## Text passage

Reputation: 764
For the following two matrix,
yy=matrix(c(1:40), nrow = 10, ncol = 8)
tt=diag(1:4)
I would like to create a new matrix yy_new=matrix(NA, nrow = 10, ncol=ncol(tt))
by multiplying each row and first 4 column
of yy
by tt
. Example, for the first row yy_new=yy[1,1:4]%*%tt
, second row is
yy_new=yy[2,1:4]%*%tt
. Finally I want the mean of yy_new
at each column as yy_new=apply(yy_new,2,mean)
. The folowing loop is working well, but for large data set it is time comsuming.
yy_new=matrix(NA, nrow = 10, ncol=ncol(tt))
for ( it in 1:10){
for ( tim in 1:4){
yy_new[it, tim]=yy[it,tim]*tt[tim,tim]
}
}
yy_new=apply(yy_new,2,mean)
similarly, I want another matrix yy_new1
by considering the last four column of yy
yy_new1=matrix(NA, nrow = 10, ncol=ncol(tt))
How can I do it efficiently using any built-in function or customized function? Any help is appreciated.
Upvotes: 1
Views: 658
Reputation: 50668
Here is a shorter (and faster) version for yy_new
yy_new <- rowMeans(apply(yy[, 1:4], 1, function(row) row %*% tt))
Similarly for the last 4 columns of yy
yy_new1 <- rowMeans(apply(yy[, (ncol(yy)-3):ncol(yy)], 1, function(row) row %*% tt))
Note that rowMeans
and colMeans
are generally faster than apply(..., 1, mean)
and apply(..., 2, mean)
.
Here are results from a microbenchmark
comparison
library(microbenchmark)
res <- microbenchmark(
rowMeans_apply = {
yy_new = rowMeans(apply(yy[, 1:4], 1, function(row) row %*% tt))

## Data entries
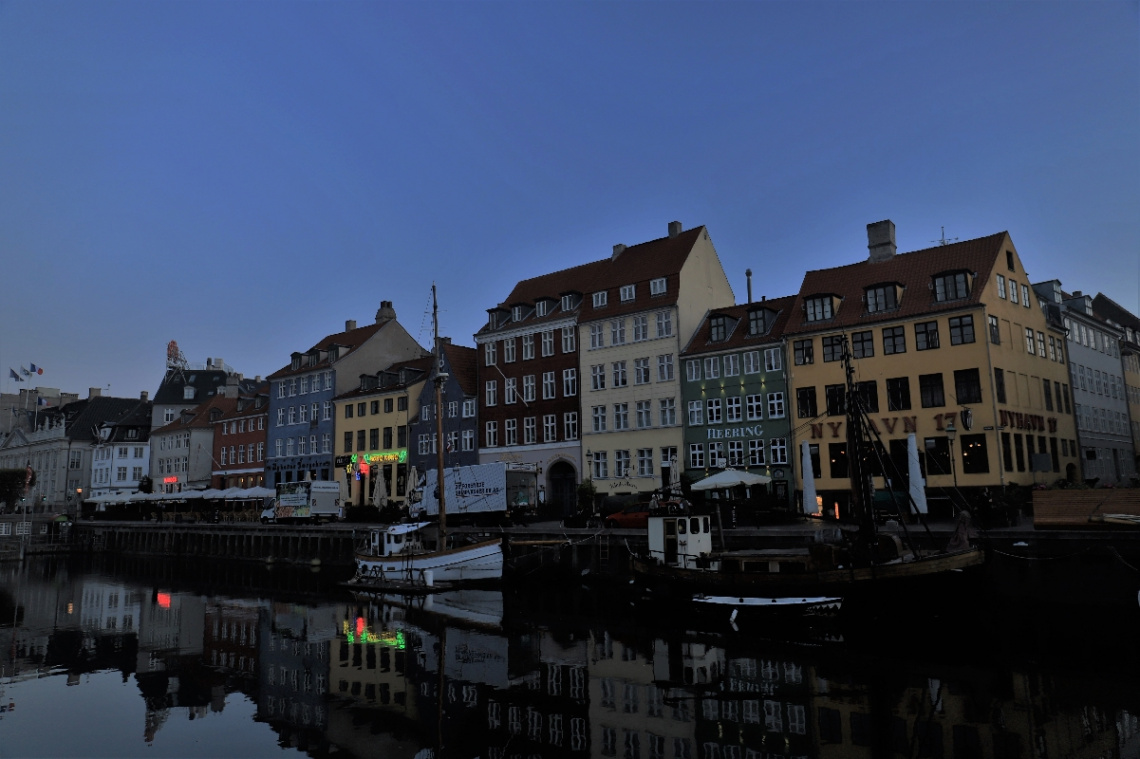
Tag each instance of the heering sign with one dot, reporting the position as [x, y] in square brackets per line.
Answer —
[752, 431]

* * *

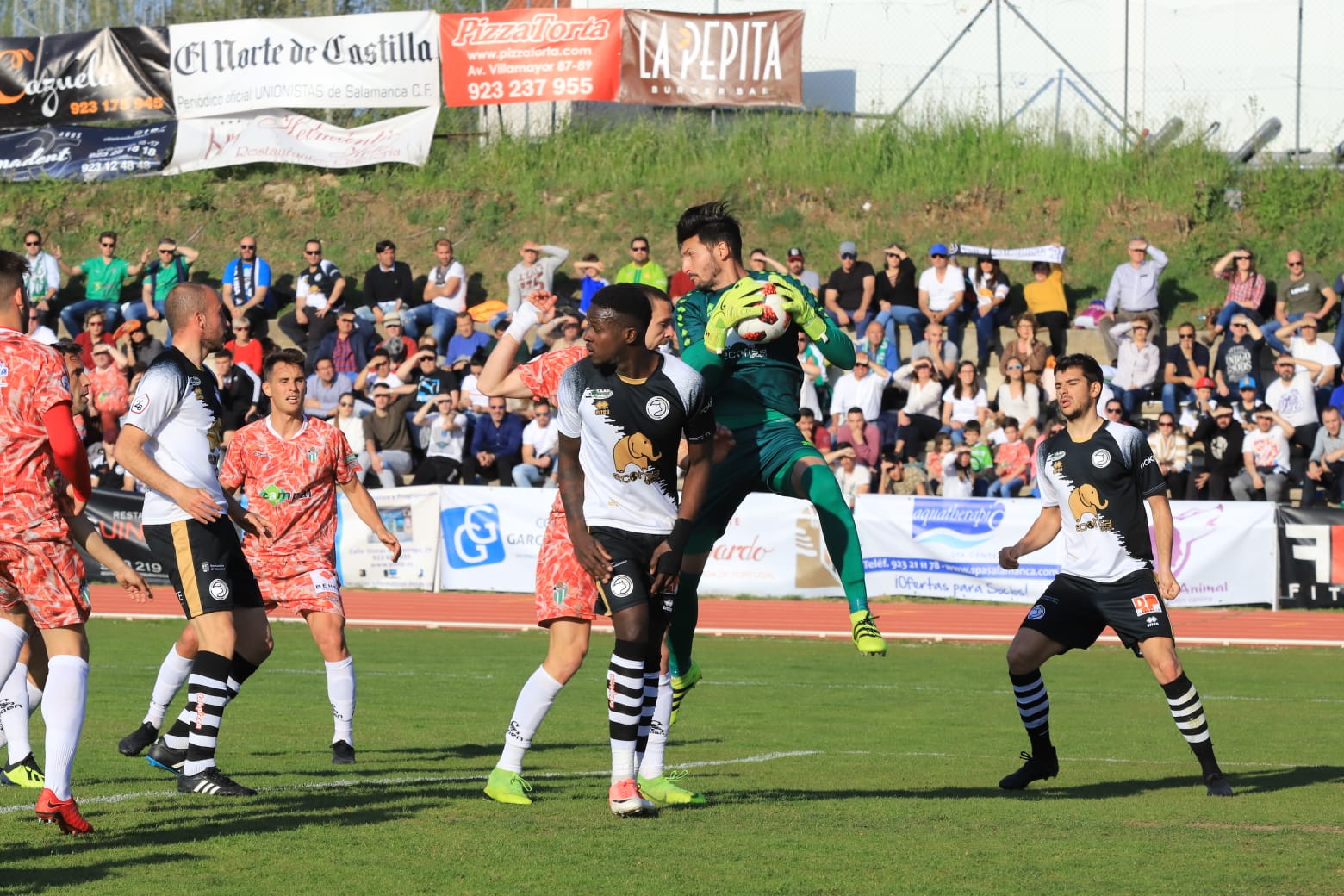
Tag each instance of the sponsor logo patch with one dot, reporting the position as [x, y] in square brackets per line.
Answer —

## Requests
#1 Can you copy word for word everything in the R matrix thread from "How can I do" down to "<- rowMeans(apply(yy[, 1:4], 1, function(row) row %*% tt))"?
#2 How would this sentence from the R matrix thread read in Spanish: "Note that rowMeans and colMeans are generally faster than apply(..., 1, mean) and apply(..., 2, mean)."

## List of solutions
#1
How can I do it efficiently using any built-in function or customized function? Any help is appreciated.
Upvotes: 1
Views: 658
Reputation: 50668
Here is a shorter (and faster) version for yy_new
yy_new <- rowMeans(apply(yy[, 1:4], 1, function(row) row %*% tt))

#2 Tenga en cuenta que rowMeans y colMeans suelen ser más rápidas que apply(..., 1, mean) y apply(..., 2, mean).